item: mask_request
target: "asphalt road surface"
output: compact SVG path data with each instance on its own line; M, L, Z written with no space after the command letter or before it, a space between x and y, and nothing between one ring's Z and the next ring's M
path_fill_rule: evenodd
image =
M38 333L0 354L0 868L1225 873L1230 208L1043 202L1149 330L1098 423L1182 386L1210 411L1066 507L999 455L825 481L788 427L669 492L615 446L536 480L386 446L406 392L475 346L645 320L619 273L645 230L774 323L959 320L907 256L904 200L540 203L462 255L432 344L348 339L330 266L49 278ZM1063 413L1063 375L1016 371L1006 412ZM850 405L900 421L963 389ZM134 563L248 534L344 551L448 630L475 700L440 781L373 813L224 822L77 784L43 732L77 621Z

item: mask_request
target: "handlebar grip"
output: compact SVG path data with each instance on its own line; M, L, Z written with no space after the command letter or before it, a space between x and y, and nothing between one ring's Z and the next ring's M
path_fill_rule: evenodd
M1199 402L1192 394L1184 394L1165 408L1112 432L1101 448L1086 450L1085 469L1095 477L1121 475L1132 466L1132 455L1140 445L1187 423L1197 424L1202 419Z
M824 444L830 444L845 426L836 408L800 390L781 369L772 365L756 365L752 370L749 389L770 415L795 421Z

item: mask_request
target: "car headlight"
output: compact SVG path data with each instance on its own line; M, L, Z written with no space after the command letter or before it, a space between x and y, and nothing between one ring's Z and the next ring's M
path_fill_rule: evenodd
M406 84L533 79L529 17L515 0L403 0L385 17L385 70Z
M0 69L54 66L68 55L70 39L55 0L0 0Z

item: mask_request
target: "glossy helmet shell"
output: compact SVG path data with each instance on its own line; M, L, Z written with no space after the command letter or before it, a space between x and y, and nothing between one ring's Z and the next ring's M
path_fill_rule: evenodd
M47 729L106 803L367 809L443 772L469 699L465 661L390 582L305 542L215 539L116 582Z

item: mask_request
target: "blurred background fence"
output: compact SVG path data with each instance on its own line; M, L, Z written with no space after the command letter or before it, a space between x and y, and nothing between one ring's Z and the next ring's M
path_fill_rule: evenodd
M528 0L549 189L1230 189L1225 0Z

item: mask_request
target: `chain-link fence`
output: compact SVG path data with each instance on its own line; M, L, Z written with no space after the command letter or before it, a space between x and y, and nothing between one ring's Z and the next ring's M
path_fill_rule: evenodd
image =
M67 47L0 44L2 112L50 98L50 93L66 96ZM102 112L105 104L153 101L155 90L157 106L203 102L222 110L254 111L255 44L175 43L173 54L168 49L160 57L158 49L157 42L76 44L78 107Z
-*-
Given instruction:
Quote each line of the material above that contains the string "target".

Completed exercise:
target: "asphalt road surface"
target: "handlebar grip"
target: "car headlight"
target: "glossy helmet shell"
target: "blurred background fence"
target: `chain-link fence`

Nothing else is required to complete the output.